- Problem details: Swap "Audit instructions" for "Review note" in every row below. Write all the rows out again with nothing else changed.

[Start of Entries provided]

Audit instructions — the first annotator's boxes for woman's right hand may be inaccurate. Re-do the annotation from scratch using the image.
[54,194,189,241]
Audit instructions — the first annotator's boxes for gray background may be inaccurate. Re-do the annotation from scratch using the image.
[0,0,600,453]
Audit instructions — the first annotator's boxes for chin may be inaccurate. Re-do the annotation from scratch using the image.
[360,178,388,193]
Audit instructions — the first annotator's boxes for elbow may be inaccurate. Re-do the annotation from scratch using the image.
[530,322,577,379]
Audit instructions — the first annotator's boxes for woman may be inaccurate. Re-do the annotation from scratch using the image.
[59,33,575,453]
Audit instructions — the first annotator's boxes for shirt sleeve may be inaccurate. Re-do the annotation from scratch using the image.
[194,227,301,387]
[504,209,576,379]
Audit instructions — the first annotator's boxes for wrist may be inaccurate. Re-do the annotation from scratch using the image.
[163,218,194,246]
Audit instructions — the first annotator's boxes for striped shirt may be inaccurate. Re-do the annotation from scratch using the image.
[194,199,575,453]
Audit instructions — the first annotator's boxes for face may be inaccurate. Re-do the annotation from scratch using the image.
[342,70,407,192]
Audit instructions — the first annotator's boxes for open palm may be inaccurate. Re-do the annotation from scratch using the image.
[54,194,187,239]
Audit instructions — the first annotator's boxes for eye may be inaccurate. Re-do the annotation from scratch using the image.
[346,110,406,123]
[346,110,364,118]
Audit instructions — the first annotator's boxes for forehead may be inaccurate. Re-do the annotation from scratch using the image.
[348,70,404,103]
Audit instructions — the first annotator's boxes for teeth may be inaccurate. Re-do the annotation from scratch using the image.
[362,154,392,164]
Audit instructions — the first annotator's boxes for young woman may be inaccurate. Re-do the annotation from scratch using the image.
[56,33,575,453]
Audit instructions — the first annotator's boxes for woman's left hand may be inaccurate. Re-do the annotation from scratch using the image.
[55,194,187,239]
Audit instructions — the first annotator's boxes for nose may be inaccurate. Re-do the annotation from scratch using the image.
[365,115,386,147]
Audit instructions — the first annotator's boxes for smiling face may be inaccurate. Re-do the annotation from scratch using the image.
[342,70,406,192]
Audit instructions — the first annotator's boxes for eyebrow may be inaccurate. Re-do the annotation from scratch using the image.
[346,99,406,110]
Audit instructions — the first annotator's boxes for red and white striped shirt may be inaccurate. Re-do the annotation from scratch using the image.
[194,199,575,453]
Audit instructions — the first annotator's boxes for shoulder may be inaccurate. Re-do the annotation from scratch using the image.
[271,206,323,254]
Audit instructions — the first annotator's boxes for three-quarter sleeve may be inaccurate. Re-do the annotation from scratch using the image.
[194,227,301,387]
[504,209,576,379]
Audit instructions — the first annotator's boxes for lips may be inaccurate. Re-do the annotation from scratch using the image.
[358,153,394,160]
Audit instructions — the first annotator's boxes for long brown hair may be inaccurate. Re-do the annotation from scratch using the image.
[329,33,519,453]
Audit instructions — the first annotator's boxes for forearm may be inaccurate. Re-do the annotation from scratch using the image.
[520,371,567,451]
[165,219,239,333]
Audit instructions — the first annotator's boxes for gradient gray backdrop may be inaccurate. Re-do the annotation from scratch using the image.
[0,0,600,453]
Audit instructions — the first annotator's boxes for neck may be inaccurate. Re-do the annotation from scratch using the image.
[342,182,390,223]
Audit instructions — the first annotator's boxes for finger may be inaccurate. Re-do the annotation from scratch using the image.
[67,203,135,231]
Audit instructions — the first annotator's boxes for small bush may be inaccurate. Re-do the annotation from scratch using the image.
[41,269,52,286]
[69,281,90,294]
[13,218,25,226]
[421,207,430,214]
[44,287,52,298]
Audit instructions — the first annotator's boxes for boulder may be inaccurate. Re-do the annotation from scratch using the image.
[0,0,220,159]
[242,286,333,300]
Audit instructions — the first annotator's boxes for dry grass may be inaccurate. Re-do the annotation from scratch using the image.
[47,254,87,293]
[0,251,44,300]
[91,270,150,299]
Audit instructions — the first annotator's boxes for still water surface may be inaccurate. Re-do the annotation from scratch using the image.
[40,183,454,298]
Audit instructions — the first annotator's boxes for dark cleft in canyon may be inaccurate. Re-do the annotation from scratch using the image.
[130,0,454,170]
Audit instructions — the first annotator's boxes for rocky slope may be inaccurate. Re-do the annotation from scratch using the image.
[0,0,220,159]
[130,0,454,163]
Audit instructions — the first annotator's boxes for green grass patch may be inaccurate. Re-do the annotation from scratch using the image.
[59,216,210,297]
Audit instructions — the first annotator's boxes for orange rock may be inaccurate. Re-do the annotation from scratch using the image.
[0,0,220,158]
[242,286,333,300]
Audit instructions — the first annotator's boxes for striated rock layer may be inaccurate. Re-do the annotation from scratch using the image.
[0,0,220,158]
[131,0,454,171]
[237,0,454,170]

[End of Entries provided]

- Answer to this problem:
Review note — the first annotator's boxes for woman's right hand may be inaccurate. Re-do the annotation from scratch using the image.
[54,194,189,241]
Review note — the first annotator's boxes for gray background may be inaccurate. Re-do the annotation from scratch using the image.
[0,0,600,453]
Review note — the first annotator's boxes for chin may be inaccurate. Re-do the annotation from scratch using the image.
[360,178,388,193]
Review note — the first annotator's boxes for elbow may be inaccurate. Re-do the annotation from scratch using the image.
[530,322,577,379]
Review note — the first annotator's boxes for woman may be inaccurate. Re-do the annotation from scratch using the image.
[59,33,575,453]
Review note — the first annotator's boxes for shirt sleeve may be inaccurate. Re-do the annotation from scratch using the image.
[194,227,301,387]
[504,209,576,379]
Review note — the first annotator's boxes for wrist may be inaccurate. Re-do the annotation from scratch using the image.
[163,218,194,246]
Review note — the first annotator's boxes for striped shirt may be inaccurate. Re-do the annotation from scratch using the image.
[194,199,575,453]
Review note — the first annotator's boxes for face may be inaccurate. Re-do the annotation from scratch using the image.
[342,70,407,192]
Review note — the first annotator's boxes for open palm may be inaccurate. Re-do the annotation from scratch using the image.
[54,194,187,239]
Review note — the first annotator's boxes for eye may be inaccurate. Re-do the annotation from scratch using the image.
[346,110,406,123]
[346,110,364,118]
Review note — the first annotator's boxes for forehead may be inaccurate. Re-do the annotation from scratch using the image.
[348,70,404,103]
Review note — the first annotator's boxes for teeth may be inaccurate. Re-do the annotation from scratch using the image.
[362,154,392,164]
Review note — the first annotator's boxes for young woman may be inaccurate. Re-do the annotation from scratch using the image.
[56,33,575,453]
Review note — the first annotator's boxes for woman's left hand may be inaccurate. Re-do the annotation from scratch using the image.
[55,194,187,239]
Review note — the first annotator's boxes for nose may be inaccurate. Re-do the annotation from scratch using the image.
[365,115,386,147]
Review note — the first annotator's boxes for smiling face may be inaccurate. Re-do the annotation from scratch using the image.
[342,70,406,192]
Review note — the first annotator's boxes for eyebrow may be inaccurate. Re-do the annotation from scratch using the image.
[346,99,406,110]
Review note — the first annotator's boxes for red and white striped shirt may be inaccurate. Re-do the annotation from scratch using the image.
[194,199,575,453]
Review note — the first annotator's boxes for shoulder may be inaccurate. Re-do the annotation from scratch using the image.
[271,206,323,254]
Review note — the first annotator's boxes for three-quarter sleeve may be inaccurate. Re-do the annotation from scratch using the image.
[194,227,301,387]
[504,209,576,379]
Review note — the first annotator's boxes for lips may be inaccurate. Re-do the annotation from scratch using the image.
[358,153,394,160]
Review note — the first annotator's boxes for long brown hair may be inaccurate. Re-do the annotation from scratch using the image.
[329,33,519,453]
Review note — the first annotator's boxes for forearm may be inaccurate. Re-do the annotation from scratch using the image.
[520,371,567,451]
[165,219,239,333]
Review note — the first annotator's boxes for gradient gray backdrop may be inaccurate. Re-do the annotation from scratch using the image.
[0,0,600,453]
Review note — the first annotator's boxes for neck may be inaccurate. Re-do the annotation from scratch using the image.
[342,182,390,223]
Review note — the first annotator's boxes for finger may be inaccurate. Re-do the annotation from scratch using the image.
[67,203,135,231]
Review note — the first annotator's boxes for small bush may be inaccurate. Re-do the annotation from scratch using the image.
[41,269,52,286]
[69,281,90,294]
[13,218,25,226]
[421,207,430,214]
[44,287,52,298]
Review note — the first annotator's boxes for boulder may be inaccurate. Re-do the annotation from scratch using the image.
[0,0,220,159]
[242,286,333,300]
Review note — the first annotator's boxes for dry grass may be inaccurate. Re-do the annotation from scratch using the image.
[47,254,87,293]
[0,251,44,300]
[91,270,150,299]
Review note — the first annotator's boxes for still water surface may be inaccurate. Re-do the annotation from scratch using the image.
[40,183,454,298]
Review note — the first annotator's boxes for dark cleft in canyon may be inaccurate. Re-do the annotation from scratch using the image.
[130,0,454,170]
Review note — the first annotator's boxes for rocky slope may be inaccurate. Re-do the annotation from scratch using the image.
[0,0,220,159]
[130,0,454,163]
Review note — the first annotator's boxes for green grass patch may be inaccurate. Re-do the annotation from scratch using the image.
[59,216,210,297]
Review note — the first annotator's boxes for orange rock may be inaccurate. Re-do the annotation from scratch using the image.
[0,0,220,158]
[242,286,333,300]
Review note — the first annotator's boxes for striated rock layer may be inaccurate. Re-do the annotation from scratch using the image.
[0,0,220,158]
[131,0,454,171]
[237,0,454,170]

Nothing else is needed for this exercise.